Could you repeat the rows from the very start through the line containing "positive clicks: (322, 158)", including that line, with "clicks" swapped for "points" and nothing else changed?

§ INPUT DATA

☆ ☆ ☆ ☆ ☆ ☆ ☆

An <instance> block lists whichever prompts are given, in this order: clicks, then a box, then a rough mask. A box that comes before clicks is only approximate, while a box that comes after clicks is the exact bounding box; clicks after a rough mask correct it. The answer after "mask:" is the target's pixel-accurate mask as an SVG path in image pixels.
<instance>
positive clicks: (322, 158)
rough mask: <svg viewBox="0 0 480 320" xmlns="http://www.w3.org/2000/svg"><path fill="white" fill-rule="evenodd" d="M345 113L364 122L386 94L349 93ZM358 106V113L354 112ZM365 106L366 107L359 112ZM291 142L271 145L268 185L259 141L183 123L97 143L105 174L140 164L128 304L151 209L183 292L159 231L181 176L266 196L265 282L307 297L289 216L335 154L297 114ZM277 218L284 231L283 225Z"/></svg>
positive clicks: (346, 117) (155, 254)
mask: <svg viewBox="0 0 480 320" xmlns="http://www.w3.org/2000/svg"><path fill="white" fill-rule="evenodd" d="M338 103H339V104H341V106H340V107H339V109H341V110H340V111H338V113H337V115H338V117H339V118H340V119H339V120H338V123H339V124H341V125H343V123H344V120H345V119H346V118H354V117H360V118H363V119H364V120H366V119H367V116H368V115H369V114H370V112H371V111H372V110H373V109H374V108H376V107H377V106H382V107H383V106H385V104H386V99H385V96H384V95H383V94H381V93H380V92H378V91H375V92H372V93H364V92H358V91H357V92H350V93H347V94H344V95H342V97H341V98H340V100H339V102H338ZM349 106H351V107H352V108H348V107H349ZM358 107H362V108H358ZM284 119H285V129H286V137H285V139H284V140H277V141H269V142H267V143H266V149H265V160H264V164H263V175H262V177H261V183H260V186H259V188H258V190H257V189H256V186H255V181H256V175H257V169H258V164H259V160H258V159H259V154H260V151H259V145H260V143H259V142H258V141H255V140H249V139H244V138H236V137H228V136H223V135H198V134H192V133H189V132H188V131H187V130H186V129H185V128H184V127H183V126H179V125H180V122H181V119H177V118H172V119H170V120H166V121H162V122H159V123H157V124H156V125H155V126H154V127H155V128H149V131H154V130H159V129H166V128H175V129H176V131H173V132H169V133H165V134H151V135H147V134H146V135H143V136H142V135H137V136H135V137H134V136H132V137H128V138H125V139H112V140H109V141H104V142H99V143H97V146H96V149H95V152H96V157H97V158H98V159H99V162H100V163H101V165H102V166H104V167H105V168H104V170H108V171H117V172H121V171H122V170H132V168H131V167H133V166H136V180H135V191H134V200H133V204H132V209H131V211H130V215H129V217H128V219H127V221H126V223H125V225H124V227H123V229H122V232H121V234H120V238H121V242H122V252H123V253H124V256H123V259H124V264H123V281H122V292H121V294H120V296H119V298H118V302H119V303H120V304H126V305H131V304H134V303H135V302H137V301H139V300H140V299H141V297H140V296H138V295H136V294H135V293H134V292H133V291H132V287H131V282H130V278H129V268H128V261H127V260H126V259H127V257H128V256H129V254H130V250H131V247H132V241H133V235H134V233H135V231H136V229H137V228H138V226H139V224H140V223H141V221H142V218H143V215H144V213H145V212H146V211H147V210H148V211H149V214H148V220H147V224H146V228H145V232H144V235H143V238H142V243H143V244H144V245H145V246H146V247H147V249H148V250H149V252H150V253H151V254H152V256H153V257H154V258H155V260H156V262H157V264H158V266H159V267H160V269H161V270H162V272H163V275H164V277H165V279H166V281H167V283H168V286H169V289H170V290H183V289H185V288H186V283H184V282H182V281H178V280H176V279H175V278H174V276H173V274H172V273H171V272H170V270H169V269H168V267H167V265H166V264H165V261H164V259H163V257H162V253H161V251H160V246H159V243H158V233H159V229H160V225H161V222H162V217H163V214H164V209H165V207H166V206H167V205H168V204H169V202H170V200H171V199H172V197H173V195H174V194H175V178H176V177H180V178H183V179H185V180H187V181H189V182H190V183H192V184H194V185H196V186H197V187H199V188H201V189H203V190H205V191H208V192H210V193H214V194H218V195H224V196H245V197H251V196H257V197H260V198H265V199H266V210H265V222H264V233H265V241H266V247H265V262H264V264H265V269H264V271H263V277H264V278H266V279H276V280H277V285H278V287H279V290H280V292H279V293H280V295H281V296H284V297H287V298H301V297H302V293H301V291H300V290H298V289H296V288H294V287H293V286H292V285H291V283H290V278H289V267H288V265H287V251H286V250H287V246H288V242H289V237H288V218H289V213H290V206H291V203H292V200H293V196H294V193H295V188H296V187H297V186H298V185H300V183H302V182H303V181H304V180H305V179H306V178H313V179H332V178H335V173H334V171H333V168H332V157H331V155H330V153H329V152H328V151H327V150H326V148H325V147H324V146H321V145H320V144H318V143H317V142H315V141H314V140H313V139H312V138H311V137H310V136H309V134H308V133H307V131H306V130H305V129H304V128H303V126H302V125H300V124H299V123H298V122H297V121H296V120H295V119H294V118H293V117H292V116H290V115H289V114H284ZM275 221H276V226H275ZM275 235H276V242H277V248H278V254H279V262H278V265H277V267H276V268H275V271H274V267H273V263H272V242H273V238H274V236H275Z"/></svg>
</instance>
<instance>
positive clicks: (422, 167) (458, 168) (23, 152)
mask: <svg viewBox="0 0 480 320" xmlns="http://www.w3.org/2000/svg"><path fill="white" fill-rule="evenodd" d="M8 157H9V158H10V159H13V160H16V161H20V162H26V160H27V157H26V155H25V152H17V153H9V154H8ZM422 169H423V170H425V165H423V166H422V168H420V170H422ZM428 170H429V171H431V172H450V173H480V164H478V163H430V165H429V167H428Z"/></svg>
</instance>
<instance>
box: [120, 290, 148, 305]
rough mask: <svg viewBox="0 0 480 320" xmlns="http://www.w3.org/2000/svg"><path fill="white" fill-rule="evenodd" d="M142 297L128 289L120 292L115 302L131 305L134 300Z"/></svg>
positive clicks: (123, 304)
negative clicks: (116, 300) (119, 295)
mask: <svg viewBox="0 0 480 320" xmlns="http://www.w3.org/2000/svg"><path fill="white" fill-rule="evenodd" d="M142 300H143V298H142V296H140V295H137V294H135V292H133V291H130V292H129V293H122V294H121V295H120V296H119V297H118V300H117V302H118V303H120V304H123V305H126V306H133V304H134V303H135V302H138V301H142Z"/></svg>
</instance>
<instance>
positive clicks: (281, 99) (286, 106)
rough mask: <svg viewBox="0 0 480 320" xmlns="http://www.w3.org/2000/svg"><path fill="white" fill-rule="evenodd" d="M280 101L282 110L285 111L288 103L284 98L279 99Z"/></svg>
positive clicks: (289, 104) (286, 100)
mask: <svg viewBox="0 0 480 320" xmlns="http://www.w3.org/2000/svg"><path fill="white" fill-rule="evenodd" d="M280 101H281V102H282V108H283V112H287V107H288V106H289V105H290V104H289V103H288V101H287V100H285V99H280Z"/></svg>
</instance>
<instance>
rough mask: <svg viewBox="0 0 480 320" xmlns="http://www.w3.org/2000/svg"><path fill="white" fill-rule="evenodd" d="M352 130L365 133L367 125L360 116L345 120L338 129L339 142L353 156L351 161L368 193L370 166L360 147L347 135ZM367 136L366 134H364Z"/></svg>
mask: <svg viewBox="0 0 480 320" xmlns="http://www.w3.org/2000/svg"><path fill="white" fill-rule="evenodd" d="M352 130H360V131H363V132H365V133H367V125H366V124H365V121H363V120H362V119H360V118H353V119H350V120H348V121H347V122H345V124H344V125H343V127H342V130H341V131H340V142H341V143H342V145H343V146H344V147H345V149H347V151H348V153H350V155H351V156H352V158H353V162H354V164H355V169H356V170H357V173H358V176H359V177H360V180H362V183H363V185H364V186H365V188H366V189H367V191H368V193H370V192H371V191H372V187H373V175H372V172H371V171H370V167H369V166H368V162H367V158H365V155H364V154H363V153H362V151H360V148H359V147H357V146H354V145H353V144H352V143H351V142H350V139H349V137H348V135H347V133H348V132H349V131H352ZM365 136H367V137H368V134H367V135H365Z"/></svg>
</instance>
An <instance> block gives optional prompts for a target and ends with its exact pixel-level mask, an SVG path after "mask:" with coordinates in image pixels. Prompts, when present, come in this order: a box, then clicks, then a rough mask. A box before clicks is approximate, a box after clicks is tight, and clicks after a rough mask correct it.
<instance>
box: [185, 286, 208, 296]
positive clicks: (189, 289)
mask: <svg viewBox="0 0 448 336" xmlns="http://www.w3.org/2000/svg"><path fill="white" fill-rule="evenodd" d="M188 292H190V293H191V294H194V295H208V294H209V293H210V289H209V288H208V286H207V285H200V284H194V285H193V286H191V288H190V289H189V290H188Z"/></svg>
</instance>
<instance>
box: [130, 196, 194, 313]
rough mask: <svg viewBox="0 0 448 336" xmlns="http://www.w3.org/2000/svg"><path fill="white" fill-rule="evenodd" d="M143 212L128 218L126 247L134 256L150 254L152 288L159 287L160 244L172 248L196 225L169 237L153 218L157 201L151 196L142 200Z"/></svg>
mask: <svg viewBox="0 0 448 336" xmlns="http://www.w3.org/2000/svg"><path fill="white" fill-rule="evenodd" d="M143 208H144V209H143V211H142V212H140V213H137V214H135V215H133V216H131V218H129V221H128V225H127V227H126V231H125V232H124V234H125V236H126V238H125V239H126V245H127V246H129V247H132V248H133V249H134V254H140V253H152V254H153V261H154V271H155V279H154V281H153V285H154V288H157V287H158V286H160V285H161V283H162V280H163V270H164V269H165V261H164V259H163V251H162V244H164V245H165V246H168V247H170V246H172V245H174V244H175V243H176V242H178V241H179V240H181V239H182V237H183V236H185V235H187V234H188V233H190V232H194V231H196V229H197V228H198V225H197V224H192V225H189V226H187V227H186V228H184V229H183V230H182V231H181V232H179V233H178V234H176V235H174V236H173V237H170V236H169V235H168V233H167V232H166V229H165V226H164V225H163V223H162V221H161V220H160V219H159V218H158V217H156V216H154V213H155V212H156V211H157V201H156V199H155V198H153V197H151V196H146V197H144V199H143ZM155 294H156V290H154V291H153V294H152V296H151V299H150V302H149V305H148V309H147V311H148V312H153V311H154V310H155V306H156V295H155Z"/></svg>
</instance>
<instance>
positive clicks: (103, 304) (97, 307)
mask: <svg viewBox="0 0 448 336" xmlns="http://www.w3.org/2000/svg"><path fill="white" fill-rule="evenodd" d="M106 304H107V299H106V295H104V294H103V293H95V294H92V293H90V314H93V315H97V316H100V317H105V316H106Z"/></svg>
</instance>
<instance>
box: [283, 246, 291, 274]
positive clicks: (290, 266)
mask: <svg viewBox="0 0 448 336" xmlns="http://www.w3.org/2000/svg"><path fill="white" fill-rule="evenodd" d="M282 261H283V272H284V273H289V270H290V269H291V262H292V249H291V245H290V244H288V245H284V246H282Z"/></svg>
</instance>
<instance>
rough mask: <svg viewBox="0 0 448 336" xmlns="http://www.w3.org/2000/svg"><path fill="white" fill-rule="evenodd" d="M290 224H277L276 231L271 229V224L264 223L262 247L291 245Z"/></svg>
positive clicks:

☆ ☆ ☆ ☆ ☆ ☆ ☆

§ SOLUTION TO THIS EXERCISE
An <instance> block lists whichever prompts are given, in this order: points, then a box, then a rough mask. A box that comes before points is only approximate, while a box that comes after points is the exact bounding box; points after a rough mask correct it. The answer after "mask:" is the target's pixel-accurate mask as an SVG path in image pixels.
<instance>
positive points: (322, 158)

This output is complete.